I’ve been diagnosed with Commitment-Phobia. I resent the diagnosis that has been given to me by my sour female ex-gfs / ex-acquaintances / ex-sexual partners / ex-whatDOyouMEANweWERENOTmoreTHANjustFRIENDS?.
I love my life. I have a beautiful little boy, I enjoy the work I do, I keep busy. But, no matter how I explain to a woman my desire to not want to take things too seriously or that I am not interested in a strong commitment, I always end up being the bad guy. I have to deal with their passive aggressive crap like, “That’s fine, I understand you don’t want anything serious.” Then comes the inevitable, “WHO THE HELL IS THAT HO ON YOUR FACEBOOK!?”
I have always been strictly monogamous. I do not have the time, energy, or desire to be a playa. Plus, I am simply not smooth. But, my lady-friends always seem to end up becoming jealous or going down the not-getting-enough of my time route.
Am I simply attracting the wrong women or am I not communicating strongly enough my position? Is it possible that my expectations are simply not realistic?
No matter how times we women are told that changing a man is impossible, most of us have this ginormous little bitty teeny weeny belief that yes, oh yes, we can change him—even if it’s just one thing.
Because you insist you’re not interested in a relationship, you’ve turned yourself into the man we MUST have a relationship with. We want to be the one woman who can pull you in and make you fall so deeply in love that you could never be interested in another. It’s like a competition with all of your other ”ex-gfs/ex-acquaintances/ex-sexual partners /ex-whatDOyouMEANweWERENOTmoreTHANjustFRIENDS?” friends.
Sure, in the beginning, a woman might honestly think she’ll be okay as your side piece, but it’s unrealistic for you to believe that a relationship like that will last longer than a few weeks. Who am I kidding? I’d give it a few days. She’d never say this out loud, but somewhere in her head, in her cell phone, in her car late at night parked in front of your house, she’s thinking this: “You don’t want me? Bullsh*t you don’t want me. I’m going to make you want me. You just watch how crazy I can become!”

__The task__. From the first paragraph of the commitment-phobia text, list each label the writer uses for the women who gave the diagnosis. The material that comes next plays no part in this work.

__Material provided__.
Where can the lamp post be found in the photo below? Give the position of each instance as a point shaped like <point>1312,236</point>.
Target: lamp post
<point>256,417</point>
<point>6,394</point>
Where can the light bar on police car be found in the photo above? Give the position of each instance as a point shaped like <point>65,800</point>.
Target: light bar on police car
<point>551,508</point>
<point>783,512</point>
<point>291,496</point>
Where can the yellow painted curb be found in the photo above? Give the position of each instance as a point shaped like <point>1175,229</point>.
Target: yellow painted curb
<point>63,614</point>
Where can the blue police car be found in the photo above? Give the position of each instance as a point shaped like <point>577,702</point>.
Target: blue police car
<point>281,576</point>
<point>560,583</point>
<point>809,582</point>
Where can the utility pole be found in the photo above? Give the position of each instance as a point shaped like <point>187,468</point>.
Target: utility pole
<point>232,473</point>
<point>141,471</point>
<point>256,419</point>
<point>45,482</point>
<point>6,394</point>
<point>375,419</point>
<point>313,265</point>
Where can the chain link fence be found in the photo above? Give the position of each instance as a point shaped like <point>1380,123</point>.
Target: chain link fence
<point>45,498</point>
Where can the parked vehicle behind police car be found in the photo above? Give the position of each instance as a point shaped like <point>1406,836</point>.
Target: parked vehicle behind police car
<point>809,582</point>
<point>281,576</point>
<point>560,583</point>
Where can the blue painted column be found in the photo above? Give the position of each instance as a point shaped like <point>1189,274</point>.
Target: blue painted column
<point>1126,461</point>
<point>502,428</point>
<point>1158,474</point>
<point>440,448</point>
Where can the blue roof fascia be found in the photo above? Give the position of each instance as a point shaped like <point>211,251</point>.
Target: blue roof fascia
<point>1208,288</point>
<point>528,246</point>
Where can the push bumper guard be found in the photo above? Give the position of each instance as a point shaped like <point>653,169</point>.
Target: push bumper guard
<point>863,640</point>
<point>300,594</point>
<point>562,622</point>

__Written response__.
- ex-gfs
- ex-acquaintances
- ex-sexual partners
- ex-whatDOyouMEANweWERENOTmoreTHANjustFRIENDS?